▸ Deine Aufgabe
Schreib den Abschnitt der Predigt über das Gewissen, der mit den Worten „Predigten des H.H.“ beginnt und mit „Geliebte im Herrn!“ schließt, noch einmal ab und ersetze darin „Gewissen“ durch „Herz“.

▸ Vorliegender Text
————

Die Wahrheit verkündigen,
den Glauben verteidigen

Predigten des H.H. Prof. Dr. Georg May

Glaubenswahrheit.org  
29. August 2010

Wächter über Gottes Gebot – das Gewissen

Im Namen des Vaters und des Sohnes und des Heiligen Geistes. Amen.

Geliebte im Herrn!

Von einem Rundfunksender gehen Wellen, Schallwellen, aus. Sie werden empfangen von dem Rundfunkgerät, von unserem Radiogerät. Ohne den Empfänger verhallen die Wellen. Mit dem Empfänger nehmen wir sie auf. Ähnlich-unähnlich ist es auch mit den Wellen, die vom Gesetze Gottes ausgehen. Gott ist der Gesetzgeber; seit Ewigkeit existiert sein Gesetz. Aber es muss zu den Menschen kommen. Gibt es ein Empfangsgerät für die Schallwellen Gottes? Ja. Es ist das Gewissen. Das Gewissen ist die Empfangsstelle für die Aufnahme des Gesetzes Gottes. Es geht das Gesetz von Gott aus, aber es muss ja zum Menschen kommen. Und es kommt zum Menschen mit dem Vermögen, das wir Gewissen nennen. Das Gesetz ist die objektive Regel des Handelns. Aber sie wird erst unser subjektives Gesetz, wenn wir es entgegennehmen, wenn es in unser Bewußtsein eintritt, wenn wir darum wissen, wenn wir ein Gewissen haben. Das Gewissen ist die persönliche Aneignung des Gesetzes Gottes. Das Gesetz steht außer dem Menschen, über dem Menschen: das Gewissen ist im Menschen.

————

▸ Ausgangsdaten
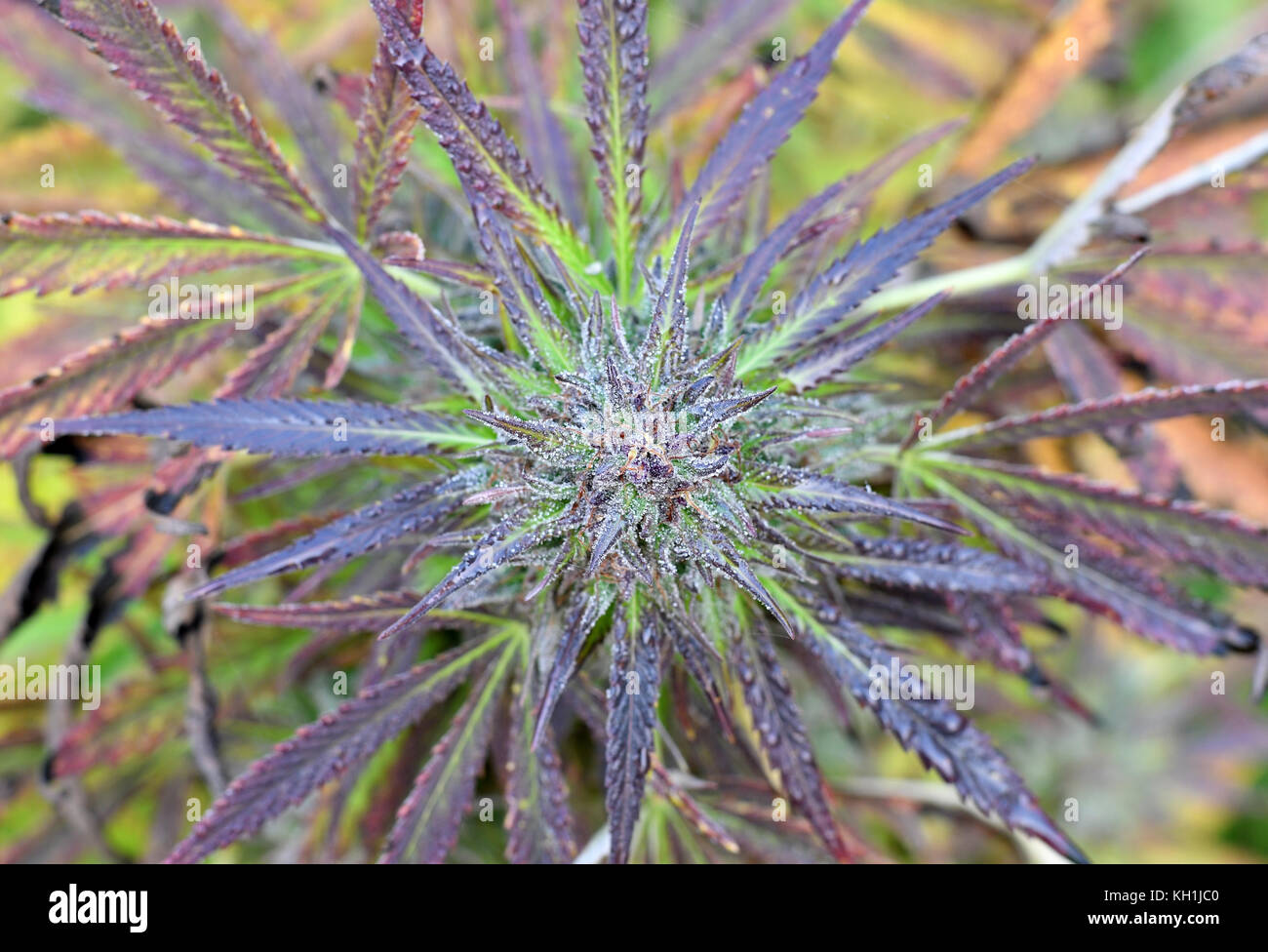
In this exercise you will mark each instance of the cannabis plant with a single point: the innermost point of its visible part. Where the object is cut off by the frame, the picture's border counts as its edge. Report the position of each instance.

————

▸ Lösung
Predigten des H.H. Prof. Dr. Georg May

Glaubenswahrheit.org  
29. August 2010

Wächter über Gottes Gebot – das Herz

Im Namen des Vaters und des Sohnes und des Heiligen Geistes. Amen.

Geliebte im Herrn!